* TEXT SECTION *
= Beginning of Section =
The National Health Service Act of the same year consolidated healthcare provision, establishing a free service for everyone, regardless of their personal or financial circumstances. To tackle unemployment, the government nationalised the road haulage, railways and coal industries in 1947 and steel in 1951, which also part-funded the welfare reforms.
Critics still dispute whether the introduction of the welfare state was a success or a failure. Supporters argue that poverty was reduced, and for the first time people had financial security, while opponents view the reforms as having encouraged dependency and entitlement at a wildly underestimated cost.
The NHS came into force in 1948, at which point the Brighton Municipal Hospital became known as Brighton General Hospital, which it remains today. At this point, Race Hill’s Casual Ward was developed into a Reception Centre to provide emergency accommodation under the National Assistance Act 1948, which obliged local authorities to provide ‘temporary accommodation for persons who are in urgent need thereof, being need arising in circumstances which could not reasonably have been foreseen’.
The centres were initially designed to cater for the old-style ‘men of the road’ who travelled between hostels, lodging houses and casual wards, often taking on work as they went. People seeking assistance from welfare departments or social security offices were to be directed to these centres by the authorities, offered board and lodging and then required to undergo counselling and casework.
The intention was that those with an unsettled way of life would be given suitable treatment leading to their resettlement.
After the Social Security Act 1966, reception centres passed from the control of the National Assistance Board to the Supplementary Benefits Commission. Later still, they were renamed ‘resettlement units’, and management passed to the Department of Health and Social Security. Elm Grove Resettlement Unit remained open until April 1991; photographs from the 1970’s were viewed by the Heritage Research Group at The Keep.
Post-war Brighton responded to the ongoing slum clearance programme with further development to the east of the city. The Heritage Research Group viewed the 1956 Register of New Dwellings Provided for Slum & Camp Clearance Etc, at The Keep in January 2016, which documents the particulars of the newly-built dwellings, date of building completion, date of occupation and annual exchequer subsidy of houses in the Bristol Estate.
Charities persuaded the National Assistance Board to undertake the first national study of single homeless people covering the whole of Britain in 1964 and 1965. The survey report published in November 1966 – Homeless Single Persons – found 567 establishments providing 31,932 beds for men and 2,664 beds for women. 86 per cent of the men’s beds and 74 per cent of the women’s beds were occupied on the night of the count. In addition, the survey found around 1,000 men sleeping rough, and about 1,200 men sleeping in reception centres. The evidence from the survey was that most accommodation for the people defined by legislation as without a settled way of life was provided by commercial and voluntary organisations, not by the welfare state.
= End of Section =
[Entries taken from a collection]
= Beginning of Section =
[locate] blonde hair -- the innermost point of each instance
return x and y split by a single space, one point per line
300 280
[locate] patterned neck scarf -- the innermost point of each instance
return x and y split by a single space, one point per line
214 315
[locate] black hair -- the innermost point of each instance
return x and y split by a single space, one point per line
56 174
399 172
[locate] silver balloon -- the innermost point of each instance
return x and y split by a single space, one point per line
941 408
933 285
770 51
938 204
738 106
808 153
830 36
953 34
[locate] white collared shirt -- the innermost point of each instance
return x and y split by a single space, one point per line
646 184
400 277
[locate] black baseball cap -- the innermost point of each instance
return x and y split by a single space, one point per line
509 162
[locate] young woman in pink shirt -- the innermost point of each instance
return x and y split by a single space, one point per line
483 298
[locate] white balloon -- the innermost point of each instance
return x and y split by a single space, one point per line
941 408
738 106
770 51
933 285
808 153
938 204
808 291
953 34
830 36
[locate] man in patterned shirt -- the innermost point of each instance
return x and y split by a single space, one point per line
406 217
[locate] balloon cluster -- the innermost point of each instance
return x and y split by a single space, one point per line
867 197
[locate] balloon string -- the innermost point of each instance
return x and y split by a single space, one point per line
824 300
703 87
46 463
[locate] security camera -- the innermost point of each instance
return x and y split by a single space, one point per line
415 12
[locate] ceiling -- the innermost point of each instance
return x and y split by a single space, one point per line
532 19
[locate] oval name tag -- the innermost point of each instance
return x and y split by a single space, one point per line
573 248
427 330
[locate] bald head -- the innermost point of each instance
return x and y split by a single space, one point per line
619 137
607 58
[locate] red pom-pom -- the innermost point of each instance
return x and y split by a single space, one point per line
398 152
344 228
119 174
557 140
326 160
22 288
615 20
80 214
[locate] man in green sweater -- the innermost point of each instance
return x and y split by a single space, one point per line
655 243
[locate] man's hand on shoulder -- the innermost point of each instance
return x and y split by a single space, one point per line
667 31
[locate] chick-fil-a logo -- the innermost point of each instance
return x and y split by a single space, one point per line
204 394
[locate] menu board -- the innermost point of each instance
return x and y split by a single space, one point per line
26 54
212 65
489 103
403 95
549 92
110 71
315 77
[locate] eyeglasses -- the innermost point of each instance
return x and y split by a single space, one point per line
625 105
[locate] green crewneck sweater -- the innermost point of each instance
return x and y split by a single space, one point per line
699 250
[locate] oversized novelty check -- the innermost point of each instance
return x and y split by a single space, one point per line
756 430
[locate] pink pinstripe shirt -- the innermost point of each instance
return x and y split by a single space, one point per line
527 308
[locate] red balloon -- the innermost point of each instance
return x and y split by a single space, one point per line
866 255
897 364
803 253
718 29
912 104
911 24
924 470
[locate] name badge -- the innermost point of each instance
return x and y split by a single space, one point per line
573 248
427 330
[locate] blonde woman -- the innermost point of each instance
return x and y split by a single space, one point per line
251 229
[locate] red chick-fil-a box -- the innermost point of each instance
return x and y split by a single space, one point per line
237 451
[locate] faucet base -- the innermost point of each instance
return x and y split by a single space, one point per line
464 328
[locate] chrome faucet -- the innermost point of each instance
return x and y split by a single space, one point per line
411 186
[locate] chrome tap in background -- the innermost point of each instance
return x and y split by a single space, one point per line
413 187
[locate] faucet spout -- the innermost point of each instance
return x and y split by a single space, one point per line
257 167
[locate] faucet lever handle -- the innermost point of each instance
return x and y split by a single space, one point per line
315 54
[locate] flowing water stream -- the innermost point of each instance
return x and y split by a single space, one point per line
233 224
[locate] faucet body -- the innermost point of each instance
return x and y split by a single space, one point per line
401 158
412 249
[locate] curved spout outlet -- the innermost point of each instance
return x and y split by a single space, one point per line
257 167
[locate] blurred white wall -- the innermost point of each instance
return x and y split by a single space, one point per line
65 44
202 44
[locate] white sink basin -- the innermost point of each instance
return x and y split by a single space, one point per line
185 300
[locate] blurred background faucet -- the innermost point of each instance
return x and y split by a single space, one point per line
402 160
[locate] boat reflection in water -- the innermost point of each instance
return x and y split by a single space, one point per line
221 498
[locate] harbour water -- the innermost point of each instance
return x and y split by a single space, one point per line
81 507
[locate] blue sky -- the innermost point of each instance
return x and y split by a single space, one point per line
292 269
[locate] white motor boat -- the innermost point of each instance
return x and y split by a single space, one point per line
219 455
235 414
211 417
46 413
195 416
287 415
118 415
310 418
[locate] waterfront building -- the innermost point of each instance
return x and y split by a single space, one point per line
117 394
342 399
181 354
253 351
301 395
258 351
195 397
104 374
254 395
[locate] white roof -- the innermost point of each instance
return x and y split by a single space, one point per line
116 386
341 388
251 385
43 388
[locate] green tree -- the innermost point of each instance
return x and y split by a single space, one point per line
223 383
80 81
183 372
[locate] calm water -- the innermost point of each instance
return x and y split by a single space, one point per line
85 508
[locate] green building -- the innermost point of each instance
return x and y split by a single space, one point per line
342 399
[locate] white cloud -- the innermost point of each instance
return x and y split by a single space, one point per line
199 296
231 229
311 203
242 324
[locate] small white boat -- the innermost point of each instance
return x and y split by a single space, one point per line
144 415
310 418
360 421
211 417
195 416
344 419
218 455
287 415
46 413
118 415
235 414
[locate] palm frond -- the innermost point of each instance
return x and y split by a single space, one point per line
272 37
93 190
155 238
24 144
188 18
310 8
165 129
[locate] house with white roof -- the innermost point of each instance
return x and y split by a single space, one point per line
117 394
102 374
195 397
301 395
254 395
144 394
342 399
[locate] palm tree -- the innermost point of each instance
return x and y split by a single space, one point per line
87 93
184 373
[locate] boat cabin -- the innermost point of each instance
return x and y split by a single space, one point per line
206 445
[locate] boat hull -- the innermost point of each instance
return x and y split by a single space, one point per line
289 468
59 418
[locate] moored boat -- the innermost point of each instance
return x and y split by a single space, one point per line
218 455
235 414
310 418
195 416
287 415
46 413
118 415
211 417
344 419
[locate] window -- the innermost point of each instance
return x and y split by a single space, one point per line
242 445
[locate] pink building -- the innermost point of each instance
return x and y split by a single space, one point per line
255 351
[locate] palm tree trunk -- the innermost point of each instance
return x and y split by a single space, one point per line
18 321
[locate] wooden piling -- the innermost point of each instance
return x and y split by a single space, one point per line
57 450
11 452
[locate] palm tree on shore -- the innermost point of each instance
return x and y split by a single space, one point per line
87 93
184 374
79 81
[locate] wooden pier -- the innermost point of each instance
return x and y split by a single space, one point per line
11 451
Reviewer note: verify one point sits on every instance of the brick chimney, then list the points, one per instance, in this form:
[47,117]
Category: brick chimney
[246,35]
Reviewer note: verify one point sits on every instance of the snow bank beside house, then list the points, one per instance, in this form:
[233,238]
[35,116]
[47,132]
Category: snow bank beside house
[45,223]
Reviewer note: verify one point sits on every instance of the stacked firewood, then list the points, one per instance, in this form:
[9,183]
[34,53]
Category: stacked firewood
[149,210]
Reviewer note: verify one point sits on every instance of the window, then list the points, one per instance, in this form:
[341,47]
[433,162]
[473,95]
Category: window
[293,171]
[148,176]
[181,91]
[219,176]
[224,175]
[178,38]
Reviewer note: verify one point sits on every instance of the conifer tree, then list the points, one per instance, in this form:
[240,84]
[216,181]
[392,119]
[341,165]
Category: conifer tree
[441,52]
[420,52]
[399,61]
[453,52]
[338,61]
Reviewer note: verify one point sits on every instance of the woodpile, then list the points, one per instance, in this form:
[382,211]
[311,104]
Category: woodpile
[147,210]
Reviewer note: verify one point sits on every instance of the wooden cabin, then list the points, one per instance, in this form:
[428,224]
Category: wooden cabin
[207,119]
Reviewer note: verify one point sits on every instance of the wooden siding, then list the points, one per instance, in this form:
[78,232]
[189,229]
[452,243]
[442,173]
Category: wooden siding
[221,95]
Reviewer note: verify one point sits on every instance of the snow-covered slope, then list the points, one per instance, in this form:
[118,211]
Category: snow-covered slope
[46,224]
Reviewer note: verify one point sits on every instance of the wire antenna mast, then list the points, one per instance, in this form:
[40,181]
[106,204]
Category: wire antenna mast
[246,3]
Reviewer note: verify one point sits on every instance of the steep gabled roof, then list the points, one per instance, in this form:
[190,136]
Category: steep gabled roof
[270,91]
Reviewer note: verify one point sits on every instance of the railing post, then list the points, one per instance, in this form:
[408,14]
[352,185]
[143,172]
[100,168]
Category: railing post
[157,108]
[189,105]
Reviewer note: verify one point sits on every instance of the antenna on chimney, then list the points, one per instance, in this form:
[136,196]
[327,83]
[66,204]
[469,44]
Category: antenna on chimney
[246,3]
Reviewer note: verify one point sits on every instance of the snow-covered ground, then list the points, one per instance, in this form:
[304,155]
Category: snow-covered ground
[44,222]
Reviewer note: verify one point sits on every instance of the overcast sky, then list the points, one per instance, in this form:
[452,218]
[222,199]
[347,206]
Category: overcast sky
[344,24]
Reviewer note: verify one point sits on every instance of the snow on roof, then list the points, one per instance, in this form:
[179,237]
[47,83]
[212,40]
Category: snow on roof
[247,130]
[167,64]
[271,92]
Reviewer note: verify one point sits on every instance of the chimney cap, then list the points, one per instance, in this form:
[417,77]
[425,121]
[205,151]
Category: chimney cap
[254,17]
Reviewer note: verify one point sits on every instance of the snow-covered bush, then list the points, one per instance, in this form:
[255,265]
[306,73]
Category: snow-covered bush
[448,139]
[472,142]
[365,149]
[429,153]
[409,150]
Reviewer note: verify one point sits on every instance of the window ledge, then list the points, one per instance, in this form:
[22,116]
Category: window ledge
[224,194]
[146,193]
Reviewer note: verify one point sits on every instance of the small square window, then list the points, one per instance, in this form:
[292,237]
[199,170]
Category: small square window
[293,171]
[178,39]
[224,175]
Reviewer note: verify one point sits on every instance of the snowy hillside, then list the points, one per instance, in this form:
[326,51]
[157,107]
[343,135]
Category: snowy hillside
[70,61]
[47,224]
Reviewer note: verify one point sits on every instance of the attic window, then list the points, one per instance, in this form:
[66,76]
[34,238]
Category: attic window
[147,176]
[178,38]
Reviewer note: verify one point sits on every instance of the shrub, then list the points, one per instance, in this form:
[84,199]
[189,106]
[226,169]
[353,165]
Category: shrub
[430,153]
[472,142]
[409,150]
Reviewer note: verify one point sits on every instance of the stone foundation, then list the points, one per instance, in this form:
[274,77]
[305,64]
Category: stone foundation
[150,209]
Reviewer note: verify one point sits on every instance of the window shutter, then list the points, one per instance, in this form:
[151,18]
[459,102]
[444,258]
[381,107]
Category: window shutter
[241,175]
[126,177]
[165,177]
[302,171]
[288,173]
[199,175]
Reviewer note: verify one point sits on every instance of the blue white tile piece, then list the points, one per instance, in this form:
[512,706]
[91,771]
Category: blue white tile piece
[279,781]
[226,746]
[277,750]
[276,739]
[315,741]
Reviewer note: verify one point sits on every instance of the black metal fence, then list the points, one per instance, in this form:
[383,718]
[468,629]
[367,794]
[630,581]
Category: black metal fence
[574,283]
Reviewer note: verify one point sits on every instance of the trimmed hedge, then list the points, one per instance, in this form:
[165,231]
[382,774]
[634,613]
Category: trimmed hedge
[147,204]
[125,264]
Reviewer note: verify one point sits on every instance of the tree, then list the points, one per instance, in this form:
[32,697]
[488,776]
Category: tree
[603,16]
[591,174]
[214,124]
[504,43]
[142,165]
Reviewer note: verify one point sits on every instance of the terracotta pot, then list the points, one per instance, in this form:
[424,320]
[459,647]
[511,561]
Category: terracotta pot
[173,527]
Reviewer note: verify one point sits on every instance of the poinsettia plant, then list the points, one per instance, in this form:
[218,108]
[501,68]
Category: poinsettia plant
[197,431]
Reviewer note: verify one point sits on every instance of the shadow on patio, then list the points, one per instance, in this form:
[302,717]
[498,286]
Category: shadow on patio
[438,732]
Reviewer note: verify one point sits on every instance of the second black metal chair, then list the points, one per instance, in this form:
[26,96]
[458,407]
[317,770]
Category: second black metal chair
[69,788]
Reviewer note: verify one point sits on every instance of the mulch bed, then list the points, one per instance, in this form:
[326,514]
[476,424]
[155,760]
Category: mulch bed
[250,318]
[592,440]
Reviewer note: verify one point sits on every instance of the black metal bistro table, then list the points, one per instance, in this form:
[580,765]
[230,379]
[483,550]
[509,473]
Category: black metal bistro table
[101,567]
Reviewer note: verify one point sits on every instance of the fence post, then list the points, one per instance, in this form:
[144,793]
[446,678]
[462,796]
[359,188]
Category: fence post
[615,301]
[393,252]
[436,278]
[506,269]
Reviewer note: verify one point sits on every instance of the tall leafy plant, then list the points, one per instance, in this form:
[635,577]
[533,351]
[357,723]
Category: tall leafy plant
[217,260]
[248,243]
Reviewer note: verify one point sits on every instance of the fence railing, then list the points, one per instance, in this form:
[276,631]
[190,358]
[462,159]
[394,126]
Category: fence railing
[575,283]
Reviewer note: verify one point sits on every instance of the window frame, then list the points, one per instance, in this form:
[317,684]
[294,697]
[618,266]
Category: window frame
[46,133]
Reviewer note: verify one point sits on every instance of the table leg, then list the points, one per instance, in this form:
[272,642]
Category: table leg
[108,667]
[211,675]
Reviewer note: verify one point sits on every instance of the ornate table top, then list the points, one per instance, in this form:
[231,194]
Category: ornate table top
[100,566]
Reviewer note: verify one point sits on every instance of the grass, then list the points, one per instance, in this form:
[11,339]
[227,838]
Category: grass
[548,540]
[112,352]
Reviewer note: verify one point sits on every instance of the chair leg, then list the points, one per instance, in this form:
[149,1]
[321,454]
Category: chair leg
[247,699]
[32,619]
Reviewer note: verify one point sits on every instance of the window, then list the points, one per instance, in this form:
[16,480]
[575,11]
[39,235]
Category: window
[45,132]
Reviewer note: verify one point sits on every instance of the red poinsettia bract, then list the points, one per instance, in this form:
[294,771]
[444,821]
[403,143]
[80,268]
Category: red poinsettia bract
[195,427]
= End of Section =
* REQUIRED WORK *
**A.** Retype the passage from the text on welfare and housing in post-war Brighton, beginning at the words "The centres were" and stopping after "to their resettlement.".
**B.** Decide whether each statement below agrees with the text on welfare and housing in post-war Brighton. Answer yes or no for each, quoting the words of the text that decide it.
(i) When the NHS came into force in 1948, the Brighton Municipal Hospital became known as Brighton General Hospital.
(ii) Elm Grove Resettlement Unit closed in 1966.
(iii) The 1966 survey found that the welfare state provided most of the accommodation for people without a settled way of life.
**C.** Carry on the text about welfare and housing in post-war Brighton, starting after its last sentence.

* RESPONSES FOR EACH TASK *
**A.**
The centres were initially designed to cater for the old-style ‘men of the road’ who travelled between hostels, lodging houses and casual wards, often taking on work as they went. People seeking assistance from welfare departments or social security offices were to be directed to these centres by the authorities, offered board and lodging and then required to undergo counselling and casework.
The intention was that those with an unsettled way of life would be given suitable treatment leading to their resettlement.

**B.**
(i) Yes: "The NHS came into force in 1948, at which point the Brighton Municipal Hospital became known as Brighton General Hospital".
(ii) No: "Elm Grove Resettlement Unit remained open until April 1991".
(iii) No: "was provided by commercial and voluntary organisations, not by the welfare state".

**C.**
Public attitudes began to shift towards the end of the 1960’s, largely due to the significant and defining impact of Ken Loach’s 1966 television play Cathy Come Home, which highlighted issues which hadn’t before been broached in the British media. The film, which touched on poverty, debt and homelessness, awoke the nation’s conscience and sparked public outrage.
Two big homelessness charities were welcomed by the public; Shelter emerged within the same year, and Crisis was founded shortly after (1967). Two other prominent charities, Centrepoint and St Mungos, started in London in 1969. In Brighton, Brighton YMCA started accommodating families and single people who were homeless at Steine House and Brighton Hostel, forerunner of BHT, set up a single house in Islingword Road, providing accommodation for single homeless people.
1977 brought about revolutionary legislation concerning people who were homeless; the Housing (Homeless Persons) Act clarified the definition of homelessness and placed a legal obligation on local authorities to accommodate anyone who was homeless and in priority need. Priority need was defined by the act as pertaining to anyone who had dependent children living with them, was homeless due to an emergency or natural disaster, anyone who was vulnerable as a result of age, illness or disability, or anyone who was pregnant or expected to reside with a pregnant woman. While this protected many families, it largely excluded single homeless men, and was still seen to distinguish between the ‘deserving’ and ‘undeserving’.
Charities and trusts continued to emerge throughout the 1980’s and 1990’s in Brighton. In 1984 BHT opened First Base Day Centre, in 1987 St Patrick’s church created a dedicated night shelter, in 1988 the YMCA established William Collier House Hostel, in 1990 New Steine Mews Hostel opened and in 1994 Project Antifreeze was established to provide food and clothing. In 1998 a GP surgery drop-in session specifically for people who were homeless was formed, and St John’s Ambulance set up its Brighton Homeless Service, providing healthcare provision at the city’s soup runs.
Nationally, the new Labour Government launched the Social Exclusion Unit in 1997 to analyse the wider social issues relating to poverty. The Unit committed to reducing rough sleeping by two-thirds by 2002 by funding specialist caseworkers, emergency response teams, almost 5,000 further hostel beds nationwide.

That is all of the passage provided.